• [TEXTO PARA ANALIZAR]
********************
El lado oscuro del éxito chino

Minxin Pei

Publicado en Foreign Policy abril- mayo 2006.


El auge económico de Pekín deslumbra a los inversores y cautiva al mundo. Pero más allá de los nuevos rascacielos y las fábricas hay una corrupción galopante, un desperdicio enorme y una élite poco interesada en que la situación mejore. Olvidemos las reformas políticas. El futuro de China no es la democracia, sino la descomposición. Minxin Pei.

Lo único que crece a más velocidad que China es la expectación a propósito de China. En enero, el PIB de la República Popular superó al de Reino Unido y Francia, con lo que el gigante asiático se colocó en cuarto lugar entre las economías del mundo. En diciembre, Pekín había sustituido a Estados Unidos como mayor exportador mundial de productos tecnológicos. Numerosos expertos predicen que para 2020 la economía china sólo estará por detrás de la estadounidense y para 2050, seguramente, la habrá sobrepasado.
Los inversores occidentales elogian las sólidas bases de la economía china –sobre todo, una elevada tasa de ahorro, una enorme reserva de mano de obra y una sólida ética de trabajo– y están dispuestos a pasar por alto sus imperfecciones. Los hombres de negocios consideran que Pekín es, al mismo tiempo, el mayor fabricante y el mayor mercado mundial. Las compañías de inversiones privadas exploran el Imperio del Centro en busca de adquisiciones. Las empresas chinas de Internet están alcanzando en el índice Nasdaq precios propios de la burbuja tecnológica. Algunas de las principales instituciones financieras del mundo, como el Bank of America, Citibank y HSBC, han apostado por el futuro económico del país y han dedicado miles de millones a la compra de participaciones minoritarias en los bancos estatales chinos, a pesar de que muchos son técnicamente insolventes. Para no quedarse atrás, todas las grandes empresas mundiales de automóviles han construido o piensan construir nuevas instalaciones en China, pese a que el mercado está saturado y los márgenes de beneficios están cayendo rápidamente.
********************
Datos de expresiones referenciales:

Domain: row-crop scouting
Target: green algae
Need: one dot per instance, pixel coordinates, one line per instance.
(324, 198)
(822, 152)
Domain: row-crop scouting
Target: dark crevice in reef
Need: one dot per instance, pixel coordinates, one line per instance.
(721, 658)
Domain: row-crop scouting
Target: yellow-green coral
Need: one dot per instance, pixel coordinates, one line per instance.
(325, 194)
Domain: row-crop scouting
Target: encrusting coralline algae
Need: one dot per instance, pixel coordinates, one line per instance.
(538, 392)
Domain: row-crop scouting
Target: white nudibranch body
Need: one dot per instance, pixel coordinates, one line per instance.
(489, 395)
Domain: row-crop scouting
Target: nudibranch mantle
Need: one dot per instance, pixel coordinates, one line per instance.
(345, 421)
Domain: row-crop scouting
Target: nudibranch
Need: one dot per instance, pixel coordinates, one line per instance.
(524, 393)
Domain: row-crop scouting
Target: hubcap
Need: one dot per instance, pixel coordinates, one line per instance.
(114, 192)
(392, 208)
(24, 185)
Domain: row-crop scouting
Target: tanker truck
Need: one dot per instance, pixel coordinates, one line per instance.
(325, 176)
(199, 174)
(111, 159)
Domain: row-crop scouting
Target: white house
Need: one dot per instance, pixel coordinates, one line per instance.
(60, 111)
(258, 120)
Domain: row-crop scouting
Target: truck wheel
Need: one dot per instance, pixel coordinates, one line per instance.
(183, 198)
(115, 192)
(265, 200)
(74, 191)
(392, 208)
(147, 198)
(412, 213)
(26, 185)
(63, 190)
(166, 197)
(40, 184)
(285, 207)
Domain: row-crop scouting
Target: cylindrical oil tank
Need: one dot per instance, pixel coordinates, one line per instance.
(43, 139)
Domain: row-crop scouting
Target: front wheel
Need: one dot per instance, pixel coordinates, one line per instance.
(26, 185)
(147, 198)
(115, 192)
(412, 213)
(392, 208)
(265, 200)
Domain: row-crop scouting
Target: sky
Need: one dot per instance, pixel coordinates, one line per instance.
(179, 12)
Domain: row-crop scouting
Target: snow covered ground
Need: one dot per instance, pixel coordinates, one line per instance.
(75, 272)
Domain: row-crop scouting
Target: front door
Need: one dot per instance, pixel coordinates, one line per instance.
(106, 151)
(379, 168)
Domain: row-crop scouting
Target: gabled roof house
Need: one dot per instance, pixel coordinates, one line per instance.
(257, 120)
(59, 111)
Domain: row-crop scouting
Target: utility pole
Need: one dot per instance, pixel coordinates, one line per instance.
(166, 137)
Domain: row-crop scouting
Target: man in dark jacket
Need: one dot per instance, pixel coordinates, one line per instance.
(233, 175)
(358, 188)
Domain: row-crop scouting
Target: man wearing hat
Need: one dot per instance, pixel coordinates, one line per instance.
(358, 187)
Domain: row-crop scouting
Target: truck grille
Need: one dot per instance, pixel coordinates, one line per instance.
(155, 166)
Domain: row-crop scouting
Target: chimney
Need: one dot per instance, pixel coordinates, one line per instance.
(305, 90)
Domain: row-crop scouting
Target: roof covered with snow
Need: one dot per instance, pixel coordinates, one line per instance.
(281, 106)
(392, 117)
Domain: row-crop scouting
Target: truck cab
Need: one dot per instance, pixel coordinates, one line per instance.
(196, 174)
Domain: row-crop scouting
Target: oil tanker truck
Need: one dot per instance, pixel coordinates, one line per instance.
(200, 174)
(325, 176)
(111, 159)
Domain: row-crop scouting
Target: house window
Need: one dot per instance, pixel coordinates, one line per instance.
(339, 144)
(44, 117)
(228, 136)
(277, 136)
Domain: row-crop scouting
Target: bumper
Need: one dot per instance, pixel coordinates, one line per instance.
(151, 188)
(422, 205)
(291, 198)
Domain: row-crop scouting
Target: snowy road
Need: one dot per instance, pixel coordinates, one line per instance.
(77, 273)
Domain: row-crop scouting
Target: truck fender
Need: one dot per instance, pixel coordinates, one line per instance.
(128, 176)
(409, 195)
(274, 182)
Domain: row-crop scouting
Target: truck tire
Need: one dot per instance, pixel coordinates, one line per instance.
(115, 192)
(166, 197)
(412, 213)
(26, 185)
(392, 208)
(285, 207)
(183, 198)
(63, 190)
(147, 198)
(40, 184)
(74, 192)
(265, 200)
********************
• [QUÉ SE PIDE]
Copia sin cambios el pasaje del texto sobre la economía china que va desde "El auge económico" hasta "la habrá sobrepasado.", ambos incluidos.

• [SOLUCIÓN DEL EJERCICIO]
El auge económico de Pekín deslumbra a los inversores y cautiva al mundo. Pero más allá de los nuevos rascacielos y las fábricas hay una corrupción galopante, un desperdicio enorme y una élite poco interesada en que la situación mejore. Olvidemos las reformas políticas. El futuro de China no es la democracia, sino la descomposición. Minxin Pei.

Lo único que crece a más velocidad que China es la expectación a propósito de China. En enero, el PIB de la República Popular superó al de Reino Unido y Francia, con lo que el gigante asiático se colocó en cuarto lugar entre las economías del mundo. En diciembre, Pekín había sustituido a Estados Unidos como mayor exportador mundial de productos tecnológicos. Numerosos expertos predicen que para 2020 la economía china sólo estará por detrás de la estadounidense y para 2050, seguramente, la habrá sobrepasado.